Study questions:
1. Set down, word for word, the part of the Luis Miguel excerpt that begins at the words "In 1996, for" and stops after the words "of Notre Dame.".
2. According to the Luis Miguel excerpt, how many copies did the album Romances sell?
3. Extend the Luis Miguel excerpt, starting after its final sentence.

Document excerpt:
>>>
In 1996, for his contribution to the recording industry, Luis Miguel received a star and was inducted to the Hollywood Walk of Fame, at that time the youngest male singer to receive a star. Soon after, Luis Miguel returned to the studio and released Nada Es Igual, a pop album featuring "Sueña", the main theme for Disney's The Hunchback of Notre Dame.

=== 1997–1999: Romances and Amarte Es un Placer ===
In 1997, Luis Miguel released his third album of the bolero series Romances, which sold over 5 million copies. "Por Debajo de la Mesa" was released as the lead single from the album. The single quickly reached number one on the Billboard Hot Latin Songs chart, two months later; it would spend twenty-six weeks on the chart. At the 40th Annual Grammy Awards in 1998, Luis Miguel won the award for Best Latin Pop Performance. He also received the Billboard Latin Music Award for "Male Pop Album of the Year" and the World Music Award for "Best Selling Latin Artist" in the same year.
<<<
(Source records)
>>>
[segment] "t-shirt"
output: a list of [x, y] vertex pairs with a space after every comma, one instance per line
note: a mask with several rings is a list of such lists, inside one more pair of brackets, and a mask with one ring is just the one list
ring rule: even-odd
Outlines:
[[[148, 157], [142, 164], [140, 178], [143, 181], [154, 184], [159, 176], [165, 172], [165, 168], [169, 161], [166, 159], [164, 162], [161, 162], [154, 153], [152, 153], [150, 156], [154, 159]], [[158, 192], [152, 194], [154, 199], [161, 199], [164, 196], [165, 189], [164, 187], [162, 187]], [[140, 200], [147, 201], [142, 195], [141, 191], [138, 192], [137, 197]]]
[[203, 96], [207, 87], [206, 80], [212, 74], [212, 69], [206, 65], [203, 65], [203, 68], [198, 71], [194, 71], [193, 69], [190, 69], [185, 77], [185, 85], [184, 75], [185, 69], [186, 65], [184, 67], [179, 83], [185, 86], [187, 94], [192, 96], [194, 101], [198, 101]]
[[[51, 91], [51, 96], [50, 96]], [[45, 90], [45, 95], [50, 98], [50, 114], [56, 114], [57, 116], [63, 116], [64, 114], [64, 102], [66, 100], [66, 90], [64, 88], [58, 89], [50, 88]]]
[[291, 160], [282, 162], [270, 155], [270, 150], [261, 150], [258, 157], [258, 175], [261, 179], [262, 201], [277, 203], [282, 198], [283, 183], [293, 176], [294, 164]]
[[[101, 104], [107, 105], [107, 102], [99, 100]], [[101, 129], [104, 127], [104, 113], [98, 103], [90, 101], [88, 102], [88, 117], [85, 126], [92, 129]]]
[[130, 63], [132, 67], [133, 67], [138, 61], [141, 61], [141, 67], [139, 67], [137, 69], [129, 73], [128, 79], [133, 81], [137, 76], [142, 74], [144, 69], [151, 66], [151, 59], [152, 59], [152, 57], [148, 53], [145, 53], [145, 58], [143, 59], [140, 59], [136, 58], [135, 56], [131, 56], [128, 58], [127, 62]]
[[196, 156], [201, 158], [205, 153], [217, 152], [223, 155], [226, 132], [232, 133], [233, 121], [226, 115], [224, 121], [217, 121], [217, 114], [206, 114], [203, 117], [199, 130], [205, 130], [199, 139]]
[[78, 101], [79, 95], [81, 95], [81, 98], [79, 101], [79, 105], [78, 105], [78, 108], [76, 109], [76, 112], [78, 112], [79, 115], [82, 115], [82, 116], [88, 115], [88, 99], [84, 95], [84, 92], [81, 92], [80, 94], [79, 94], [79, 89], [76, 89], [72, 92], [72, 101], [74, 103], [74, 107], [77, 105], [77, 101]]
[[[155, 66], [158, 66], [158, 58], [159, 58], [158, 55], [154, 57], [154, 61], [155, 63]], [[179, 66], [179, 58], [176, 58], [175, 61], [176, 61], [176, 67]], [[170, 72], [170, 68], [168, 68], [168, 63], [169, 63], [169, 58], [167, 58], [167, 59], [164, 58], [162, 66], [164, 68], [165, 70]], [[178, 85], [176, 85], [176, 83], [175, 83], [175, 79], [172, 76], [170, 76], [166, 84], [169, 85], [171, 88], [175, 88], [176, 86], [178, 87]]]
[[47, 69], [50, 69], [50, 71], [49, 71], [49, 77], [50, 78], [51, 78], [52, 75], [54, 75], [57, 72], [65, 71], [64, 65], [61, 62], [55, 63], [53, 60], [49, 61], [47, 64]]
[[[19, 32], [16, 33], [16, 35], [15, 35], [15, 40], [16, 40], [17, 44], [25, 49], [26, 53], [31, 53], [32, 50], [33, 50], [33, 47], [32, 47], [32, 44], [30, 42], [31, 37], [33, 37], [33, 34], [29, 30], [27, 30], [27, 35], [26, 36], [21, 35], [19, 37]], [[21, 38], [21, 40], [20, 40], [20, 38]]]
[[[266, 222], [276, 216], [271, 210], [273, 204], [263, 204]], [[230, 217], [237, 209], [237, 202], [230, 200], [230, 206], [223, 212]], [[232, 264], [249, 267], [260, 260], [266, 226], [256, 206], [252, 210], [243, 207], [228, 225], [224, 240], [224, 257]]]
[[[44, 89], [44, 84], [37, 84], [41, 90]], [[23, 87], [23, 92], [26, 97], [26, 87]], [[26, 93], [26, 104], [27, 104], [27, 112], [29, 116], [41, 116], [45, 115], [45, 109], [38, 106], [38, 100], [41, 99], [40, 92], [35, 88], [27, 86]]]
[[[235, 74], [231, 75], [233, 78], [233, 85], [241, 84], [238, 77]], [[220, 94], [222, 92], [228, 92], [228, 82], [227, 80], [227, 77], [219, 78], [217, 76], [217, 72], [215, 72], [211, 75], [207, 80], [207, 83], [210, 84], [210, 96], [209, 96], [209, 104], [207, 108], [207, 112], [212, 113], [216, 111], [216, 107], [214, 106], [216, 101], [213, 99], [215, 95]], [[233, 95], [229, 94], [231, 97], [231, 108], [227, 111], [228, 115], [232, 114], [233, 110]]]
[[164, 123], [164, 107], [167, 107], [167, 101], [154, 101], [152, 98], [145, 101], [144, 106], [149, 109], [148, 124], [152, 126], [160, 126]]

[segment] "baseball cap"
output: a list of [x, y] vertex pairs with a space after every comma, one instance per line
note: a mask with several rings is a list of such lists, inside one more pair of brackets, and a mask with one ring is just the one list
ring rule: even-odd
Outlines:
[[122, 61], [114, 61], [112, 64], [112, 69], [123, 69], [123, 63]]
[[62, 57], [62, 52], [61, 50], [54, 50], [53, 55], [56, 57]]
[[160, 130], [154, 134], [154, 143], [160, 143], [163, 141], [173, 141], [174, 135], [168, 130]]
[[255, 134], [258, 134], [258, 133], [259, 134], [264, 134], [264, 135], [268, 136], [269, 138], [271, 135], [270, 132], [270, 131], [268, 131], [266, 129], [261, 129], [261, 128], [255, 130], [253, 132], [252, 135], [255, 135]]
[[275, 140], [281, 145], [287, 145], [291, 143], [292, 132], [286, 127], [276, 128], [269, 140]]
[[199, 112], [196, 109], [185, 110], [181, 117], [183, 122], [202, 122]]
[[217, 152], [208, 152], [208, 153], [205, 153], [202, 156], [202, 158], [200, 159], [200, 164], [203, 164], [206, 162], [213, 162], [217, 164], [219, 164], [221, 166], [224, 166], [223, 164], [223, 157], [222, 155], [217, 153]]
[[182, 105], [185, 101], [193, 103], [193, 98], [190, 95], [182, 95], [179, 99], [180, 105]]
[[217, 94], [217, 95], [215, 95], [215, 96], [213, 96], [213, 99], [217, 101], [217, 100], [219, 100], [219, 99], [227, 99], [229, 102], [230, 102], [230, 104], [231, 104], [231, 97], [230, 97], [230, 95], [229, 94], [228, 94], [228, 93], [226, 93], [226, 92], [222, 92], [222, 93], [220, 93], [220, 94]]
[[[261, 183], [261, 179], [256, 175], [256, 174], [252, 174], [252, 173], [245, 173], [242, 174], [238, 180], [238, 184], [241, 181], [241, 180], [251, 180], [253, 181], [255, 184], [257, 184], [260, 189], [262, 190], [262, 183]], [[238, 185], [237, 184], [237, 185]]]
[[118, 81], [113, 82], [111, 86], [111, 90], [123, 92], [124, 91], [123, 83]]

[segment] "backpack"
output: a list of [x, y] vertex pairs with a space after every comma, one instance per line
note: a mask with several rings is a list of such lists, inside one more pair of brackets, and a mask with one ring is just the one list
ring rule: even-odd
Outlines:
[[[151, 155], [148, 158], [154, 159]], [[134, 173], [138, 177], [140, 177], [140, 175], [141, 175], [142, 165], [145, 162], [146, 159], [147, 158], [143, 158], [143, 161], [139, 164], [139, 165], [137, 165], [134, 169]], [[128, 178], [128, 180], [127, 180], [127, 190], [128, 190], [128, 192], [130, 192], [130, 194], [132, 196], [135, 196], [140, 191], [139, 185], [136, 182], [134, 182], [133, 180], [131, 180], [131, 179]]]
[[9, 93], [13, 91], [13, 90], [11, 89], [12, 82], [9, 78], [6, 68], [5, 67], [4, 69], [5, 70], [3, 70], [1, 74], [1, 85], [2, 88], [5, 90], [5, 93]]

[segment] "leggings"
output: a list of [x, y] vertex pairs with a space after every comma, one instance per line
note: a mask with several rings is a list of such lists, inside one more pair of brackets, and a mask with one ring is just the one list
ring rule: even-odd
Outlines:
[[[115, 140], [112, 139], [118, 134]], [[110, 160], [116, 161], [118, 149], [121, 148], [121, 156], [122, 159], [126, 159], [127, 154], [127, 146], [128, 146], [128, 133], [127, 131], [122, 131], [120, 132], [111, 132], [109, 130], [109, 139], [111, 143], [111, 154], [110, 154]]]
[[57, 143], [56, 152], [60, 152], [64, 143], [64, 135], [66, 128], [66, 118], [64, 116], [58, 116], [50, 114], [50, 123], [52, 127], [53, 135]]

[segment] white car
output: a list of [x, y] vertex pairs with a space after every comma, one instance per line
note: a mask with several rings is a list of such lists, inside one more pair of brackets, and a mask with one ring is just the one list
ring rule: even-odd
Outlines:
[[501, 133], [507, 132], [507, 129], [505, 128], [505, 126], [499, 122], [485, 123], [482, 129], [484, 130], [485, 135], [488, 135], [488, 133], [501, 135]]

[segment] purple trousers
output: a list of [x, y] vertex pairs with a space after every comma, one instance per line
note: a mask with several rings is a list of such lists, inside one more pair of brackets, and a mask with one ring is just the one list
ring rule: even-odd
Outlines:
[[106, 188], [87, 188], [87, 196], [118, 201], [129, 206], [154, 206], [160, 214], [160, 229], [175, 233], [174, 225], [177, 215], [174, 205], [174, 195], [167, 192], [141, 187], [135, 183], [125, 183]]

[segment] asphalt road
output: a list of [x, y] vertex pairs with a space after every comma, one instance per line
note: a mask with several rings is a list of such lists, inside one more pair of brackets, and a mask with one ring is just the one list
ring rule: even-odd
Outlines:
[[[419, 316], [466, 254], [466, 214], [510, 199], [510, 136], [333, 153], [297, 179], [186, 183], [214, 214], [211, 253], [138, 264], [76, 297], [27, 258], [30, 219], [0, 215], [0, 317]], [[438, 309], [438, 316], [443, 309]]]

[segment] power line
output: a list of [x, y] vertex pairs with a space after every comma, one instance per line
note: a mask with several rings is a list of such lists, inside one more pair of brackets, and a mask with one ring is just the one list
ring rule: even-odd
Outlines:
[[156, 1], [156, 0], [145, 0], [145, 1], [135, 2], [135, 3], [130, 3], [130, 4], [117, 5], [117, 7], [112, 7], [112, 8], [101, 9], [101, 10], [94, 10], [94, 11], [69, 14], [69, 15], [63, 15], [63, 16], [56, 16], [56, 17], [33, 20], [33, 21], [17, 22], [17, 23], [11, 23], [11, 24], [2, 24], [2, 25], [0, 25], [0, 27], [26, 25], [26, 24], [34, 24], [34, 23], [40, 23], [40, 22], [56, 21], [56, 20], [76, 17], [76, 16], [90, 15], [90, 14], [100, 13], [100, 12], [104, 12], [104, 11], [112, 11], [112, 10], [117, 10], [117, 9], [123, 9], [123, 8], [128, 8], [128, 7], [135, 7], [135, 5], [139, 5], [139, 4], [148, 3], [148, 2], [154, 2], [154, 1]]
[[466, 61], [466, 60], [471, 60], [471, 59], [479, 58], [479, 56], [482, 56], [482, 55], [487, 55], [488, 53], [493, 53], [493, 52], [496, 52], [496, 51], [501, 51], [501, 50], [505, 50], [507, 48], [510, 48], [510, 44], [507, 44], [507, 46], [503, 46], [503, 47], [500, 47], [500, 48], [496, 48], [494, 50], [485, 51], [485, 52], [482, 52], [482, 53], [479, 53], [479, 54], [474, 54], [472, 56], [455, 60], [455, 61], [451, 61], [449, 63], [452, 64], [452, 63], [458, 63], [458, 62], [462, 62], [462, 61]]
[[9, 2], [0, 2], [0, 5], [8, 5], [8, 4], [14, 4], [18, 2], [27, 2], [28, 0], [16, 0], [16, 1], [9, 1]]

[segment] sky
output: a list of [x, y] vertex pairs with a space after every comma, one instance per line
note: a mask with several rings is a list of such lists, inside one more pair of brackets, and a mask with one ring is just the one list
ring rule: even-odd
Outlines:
<<<
Expected results:
1.
In 1996, for his contribution to the recording industry, Luis Miguel received a star and was inducted to the Hollywood Walk of Fame, at that time the youngest male singer to receive a star. Soon after, Luis Miguel returned to the studio and released Nada Es Igual, a pop album featuring "Sueña", the main theme for Disney's The Hunchback of Notre Dame.

2. Over 5 million copies.

3.
In 1999, Luis Miguel released his thirteenth studio album Amarte Es un Placer which, in 2000, earned him two Latin Grammys for being Best Album of the Year and Best Pop Album of the Year. The single "O Tú, O Ninguna" of Amarte Es Un Placer became number 1 on the Billboard Hot Latin Tracks and perched at the top position for eight consecutive weeks. Following the success of Amarte Es Un Placer, Luis Miguel released Mis Romances in 2001, his fourth album in the bolero series. The album, which sold over two million copies worldwide was followed by the launch of Mis Romances Tour which took place throughout the U.S., Europe, and Latin America.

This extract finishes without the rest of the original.